Page last updated at 18:46 GMT, Wednesday, 5 August 2009 19:46 UK

Deprivation factor in baby deaths

The amount of money spent on maternity care does not have a significant impact on rates of infant or perinatal mortality, researchers have claimed.

The University of Birmingham looked at data from the 303 Primary Care Trusts (PCTs) in England over three years.

Researchers found the differences in mortality rates were down to maternal age, social deprivation and ethnicity.

The average death rate for babies up to one week old is eight per 1,000 nationally.

'Solutions' needed

In the Heart of the Birmingham PCT area, the death rate is 14.4 per 1,000 - the highest in the UK - 12 per 1,000 in Stoke-on-Trent and 5.5 per 1,000 in Herefordshire, Michele Paduano, BBC Midlands Today health correspondent said.

Researchers looked at the number of infant and perinatal deaths, ethnicity, deprivation and maternal age for each PCT and how much each one spent on maternity services.

● **Tasks**:
(1) Answer these questions about the baby deaths article:
(a) How many Primary Care Trusts did the University of Birmingham study, and over what period?
(b) Which three factors did the researchers find accounted for the differences in mortality rates?
(c) What death rate is given for the Heart of Birmingham PCT area?
(2) Carry on writing the baby deaths article from the point where it stops.

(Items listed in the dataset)
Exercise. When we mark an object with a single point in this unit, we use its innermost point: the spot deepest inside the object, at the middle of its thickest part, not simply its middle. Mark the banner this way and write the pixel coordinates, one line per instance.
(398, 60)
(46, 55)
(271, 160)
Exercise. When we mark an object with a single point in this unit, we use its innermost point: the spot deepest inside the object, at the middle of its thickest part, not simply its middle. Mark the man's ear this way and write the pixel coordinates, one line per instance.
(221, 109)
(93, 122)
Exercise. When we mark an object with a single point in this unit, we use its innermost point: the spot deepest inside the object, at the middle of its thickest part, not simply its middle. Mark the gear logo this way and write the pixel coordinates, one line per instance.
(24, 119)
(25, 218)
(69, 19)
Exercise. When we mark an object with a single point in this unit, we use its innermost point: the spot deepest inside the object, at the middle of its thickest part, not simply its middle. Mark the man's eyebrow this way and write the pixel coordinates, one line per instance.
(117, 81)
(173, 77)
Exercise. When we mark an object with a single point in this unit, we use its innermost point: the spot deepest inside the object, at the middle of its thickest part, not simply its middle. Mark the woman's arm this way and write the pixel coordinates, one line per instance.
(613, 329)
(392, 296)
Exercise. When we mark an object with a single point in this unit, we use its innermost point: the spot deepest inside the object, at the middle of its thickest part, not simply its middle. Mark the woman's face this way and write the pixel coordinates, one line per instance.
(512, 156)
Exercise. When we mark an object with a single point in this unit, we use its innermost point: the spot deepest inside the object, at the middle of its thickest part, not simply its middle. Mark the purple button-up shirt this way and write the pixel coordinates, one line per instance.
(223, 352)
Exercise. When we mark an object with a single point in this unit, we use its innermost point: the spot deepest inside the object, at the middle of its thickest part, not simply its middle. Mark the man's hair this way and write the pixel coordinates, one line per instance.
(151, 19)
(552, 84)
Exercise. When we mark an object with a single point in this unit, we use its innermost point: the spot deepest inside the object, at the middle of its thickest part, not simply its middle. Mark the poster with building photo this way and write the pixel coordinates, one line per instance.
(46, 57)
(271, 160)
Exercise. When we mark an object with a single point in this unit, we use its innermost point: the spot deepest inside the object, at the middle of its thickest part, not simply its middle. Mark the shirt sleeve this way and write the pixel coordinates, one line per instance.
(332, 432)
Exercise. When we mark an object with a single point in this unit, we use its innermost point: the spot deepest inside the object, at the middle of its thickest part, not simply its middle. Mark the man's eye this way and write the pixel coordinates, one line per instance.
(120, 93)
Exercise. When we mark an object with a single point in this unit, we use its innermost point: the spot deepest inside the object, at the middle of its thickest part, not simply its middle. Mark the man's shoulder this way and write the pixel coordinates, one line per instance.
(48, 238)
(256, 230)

● **Results for each task**:
(1)
(a) 303 Primary Care Trusts, over three years.
(b) Maternal age, social deprivation and ethnicity.
(c) 14.4 per 1,000.

(2)
They found that there were considerable differences in infant and perinatal mortality rates, but they did not relate to the levels of financial resource directed at them.

Nick Freemantle, professor of clinical epidemiology and biostatistics at the university, said the research was important for hospital trusts.

"All the services with a higher level of funding were found to deliver a better experience, but what we are concerned with is tackling the outcomes.

"We need to think very carefully about how resources are spent and how it is disseminated from PCTs to the acute trusts.

"It is important for PCTs to remember that the findings reveal social conditions and the ethnicity of the communities they serve are more important determinants of infant and perinatal mortality than current variations in levels of expenditure on maternity services.

"We know the causes that impact on the levels of infant and perinatal mortality, what we need to find now are the solutions."